▶ _INSTRUCTIONS TO FOLLOW_: In the items below, from the line with "Target: window" up to and including the line with "[[[160,65],[160,51],[152,51],[152,61],[153,65]]]", switch "top-left corner" to "upper-left corner" and write out only those lines again with everything else left as is.

▶ _PROVIDED RECORDS_:
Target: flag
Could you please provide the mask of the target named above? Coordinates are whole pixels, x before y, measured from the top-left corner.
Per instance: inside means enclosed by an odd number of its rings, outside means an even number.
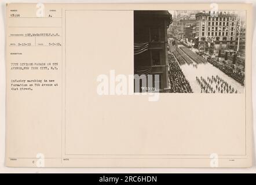
[[[137,43],[134,43],[134,55],[139,54],[148,50],[148,42]]]
[[[169,42],[169,50],[170,52],[173,53],[173,51],[176,50],[176,47],[174,42]]]

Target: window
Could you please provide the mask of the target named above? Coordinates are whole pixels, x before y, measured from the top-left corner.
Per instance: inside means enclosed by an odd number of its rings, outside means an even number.
[[[159,42],[159,30],[158,28],[151,28],[150,33],[151,36],[152,42]]]
[[[160,65],[160,51],[152,51],[152,61],[153,65]]]

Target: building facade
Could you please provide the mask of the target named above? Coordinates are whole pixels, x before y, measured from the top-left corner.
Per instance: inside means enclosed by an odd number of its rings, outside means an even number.
[[[227,12],[209,11],[196,14],[196,36],[199,46],[206,42],[214,43],[215,50],[236,50],[237,15]]]
[[[134,75],[145,75],[147,78],[148,75],[159,75],[160,92],[169,87],[167,32],[170,21],[168,11],[134,12]]]

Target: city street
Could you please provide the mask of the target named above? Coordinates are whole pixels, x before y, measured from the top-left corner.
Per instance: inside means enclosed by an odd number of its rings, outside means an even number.
[[[179,47],[181,46],[182,47],[183,45],[178,45]],[[186,54],[185,53],[184,53]],[[192,60],[191,61],[193,62],[194,65],[196,64]],[[201,92],[200,85],[196,82],[196,76],[199,78],[202,76],[204,79],[207,79],[207,77],[211,77],[212,76],[216,76],[217,75],[234,88],[235,91],[237,90],[238,93],[242,93],[244,90],[244,86],[209,62],[197,64],[197,67],[191,64],[188,65],[188,64],[182,65],[180,67],[186,79],[189,81],[193,92]],[[215,86],[216,84],[213,82],[212,86],[215,87]]]

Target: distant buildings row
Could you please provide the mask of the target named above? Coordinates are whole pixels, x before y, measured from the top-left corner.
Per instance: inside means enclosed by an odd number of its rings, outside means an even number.
[[[245,50],[245,24],[240,22],[237,14],[227,12],[197,11],[174,13],[169,34],[178,39],[193,42],[198,47],[212,43],[215,50],[236,51],[239,37],[239,51]],[[240,24],[240,34],[237,31]],[[210,45],[209,44],[209,45]]]

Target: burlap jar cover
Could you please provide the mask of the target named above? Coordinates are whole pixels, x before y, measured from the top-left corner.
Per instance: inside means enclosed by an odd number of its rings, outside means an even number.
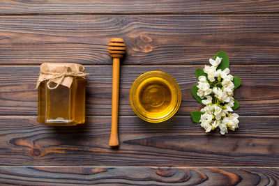
[[[56,88],[59,85],[70,88],[74,78],[82,77],[85,80],[85,77],[89,74],[84,72],[84,67],[77,63],[43,63],[36,88],[43,81],[47,82],[47,86],[51,90]],[[52,82],[56,84],[53,87],[51,86]]]

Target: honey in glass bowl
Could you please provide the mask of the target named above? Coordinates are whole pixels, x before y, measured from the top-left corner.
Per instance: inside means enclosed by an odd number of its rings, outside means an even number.
[[[150,71],[140,75],[130,91],[130,103],[142,119],[159,123],[170,118],[181,101],[179,86],[169,75]]]

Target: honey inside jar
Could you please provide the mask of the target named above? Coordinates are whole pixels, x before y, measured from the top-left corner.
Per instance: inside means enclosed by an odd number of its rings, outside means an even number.
[[[43,63],[37,82],[38,120],[49,125],[68,126],[85,122],[85,86],[82,65]]]
[[[38,121],[50,125],[75,125],[85,122],[85,81],[76,78],[70,88],[38,88]]]
[[[135,81],[130,102],[140,118],[152,123],[162,122],[177,111],[181,102],[180,88],[169,75],[149,72]]]

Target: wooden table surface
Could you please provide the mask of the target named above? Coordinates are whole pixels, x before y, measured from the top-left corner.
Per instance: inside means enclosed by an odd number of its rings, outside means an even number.
[[[123,38],[118,149],[110,148],[112,59]],[[219,50],[242,79],[239,129],[206,134],[190,112],[195,70]],[[39,65],[90,73],[86,122],[37,122]],[[128,101],[141,74],[163,70],[182,92],[154,124]],[[0,1],[0,185],[279,185],[279,1]]]

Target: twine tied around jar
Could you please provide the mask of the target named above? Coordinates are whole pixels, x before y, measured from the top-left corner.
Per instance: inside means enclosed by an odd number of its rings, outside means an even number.
[[[46,82],[47,88],[50,90],[56,89],[59,85],[70,88],[74,78],[81,77],[85,80],[85,77],[89,75],[84,73],[84,70],[83,65],[76,63],[43,63],[40,65],[36,88],[44,81]],[[56,85],[52,87],[52,83],[55,83]]]

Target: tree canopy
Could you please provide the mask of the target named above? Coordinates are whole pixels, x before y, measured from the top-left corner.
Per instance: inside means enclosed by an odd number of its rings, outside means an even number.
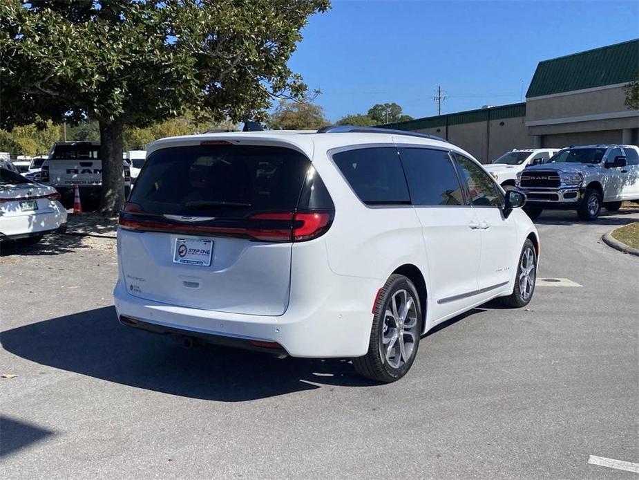
[[[395,102],[373,105],[367,113],[377,124],[394,123],[412,120],[410,115],[403,115],[401,107]]]
[[[639,80],[626,84],[624,90],[626,91],[626,106],[633,110],[639,109]]]
[[[363,113],[346,115],[336,122],[338,125],[354,125],[356,127],[370,127],[377,124],[376,120]]]
[[[264,119],[306,91],[287,61],[329,0],[0,2],[0,127],[98,122],[102,210],[124,197],[122,132],[187,111]]]
[[[322,107],[308,100],[282,101],[267,120],[274,130],[316,130],[330,123]]]

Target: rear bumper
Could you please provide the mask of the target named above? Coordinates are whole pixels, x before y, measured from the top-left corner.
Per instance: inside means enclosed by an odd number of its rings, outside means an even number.
[[[0,239],[18,240],[66,230],[66,211],[56,203],[53,211],[0,216]]]
[[[279,316],[229,313],[146,300],[130,295],[120,280],[113,296],[118,319],[124,316],[139,324],[125,322],[131,326],[241,348],[254,346],[251,342],[275,342],[281,346],[281,351],[294,357],[352,358],[368,351],[371,308],[381,287],[374,279],[335,275],[330,281],[316,283],[312,297],[303,299],[292,295],[289,308]]]

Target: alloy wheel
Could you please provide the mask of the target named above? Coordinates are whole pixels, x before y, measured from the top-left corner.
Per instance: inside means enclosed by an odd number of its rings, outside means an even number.
[[[415,350],[417,335],[415,299],[406,290],[398,290],[390,297],[384,312],[381,353],[388,365],[398,369],[408,362]]]
[[[533,249],[528,248],[522,255],[519,264],[519,295],[522,300],[527,300],[533,293],[535,287],[535,253]]]

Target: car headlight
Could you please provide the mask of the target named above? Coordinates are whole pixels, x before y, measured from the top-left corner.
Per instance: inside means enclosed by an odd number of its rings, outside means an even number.
[[[562,172],[560,175],[562,182],[568,185],[581,185],[584,181],[584,176],[580,173],[569,174]]]

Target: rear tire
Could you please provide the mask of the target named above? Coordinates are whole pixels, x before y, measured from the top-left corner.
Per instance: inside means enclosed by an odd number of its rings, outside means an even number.
[[[355,371],[368,378],[390,383],[410,369],[419,347],[423,317],[419,295],[406,277],[393,274],[375,303],[368,352],[353,359]]]
[[[530,303],[535,293],[535,280],[537,279],[537,252],[530,239],[526,239],[519,254],[517,264],[515,288],[508,297],[502,297],[499,301],[516,308]]]
[[[601,195],[597,190],[586,188],[577,214],[584,221],[594,221],[601,212]]]
[[[539,216],[542,214],[542,212],[544,211],[544,209],[535,208],[534,207],[524,207],[524,211],[526,212],[526,214],[530,217],[531,220],[536,220]]]
[[[604,203],[604,207],[609,212],[617,212],[621,208],[621,202],[608,202]]]

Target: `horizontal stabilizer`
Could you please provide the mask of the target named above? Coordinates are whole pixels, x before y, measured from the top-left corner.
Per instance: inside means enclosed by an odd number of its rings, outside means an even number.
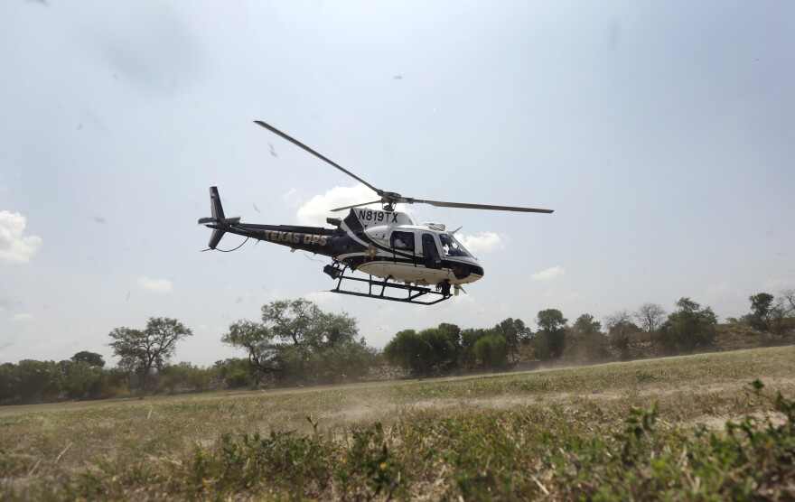
[[[210,187],[210,209],[212,211],[212,216],[210,218],[200,218],[199,225],[234,225],[240,221],[239,216],[234,218],[226,218],[224,216],[218,187],[215,186]],[[213,228],[212,235],[210,237],[209,247],[215,249],[225,233],[225,230]]]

▶ _WRITTEN RESPONSE_:
Target: window
Could you please provide the mask of the target named above? Coordinates are whole pixels, x before y, measured from the upper-left corner.
Per instance: inside means enclosed by an odd number of its rings, outside means an even number.
[[[159,42],[159,30],[158,28],[151,28],[150,33],[151,36],[152,42]]]
[[[160,65],[160,51],[152,51],[152,61],[153,65]]]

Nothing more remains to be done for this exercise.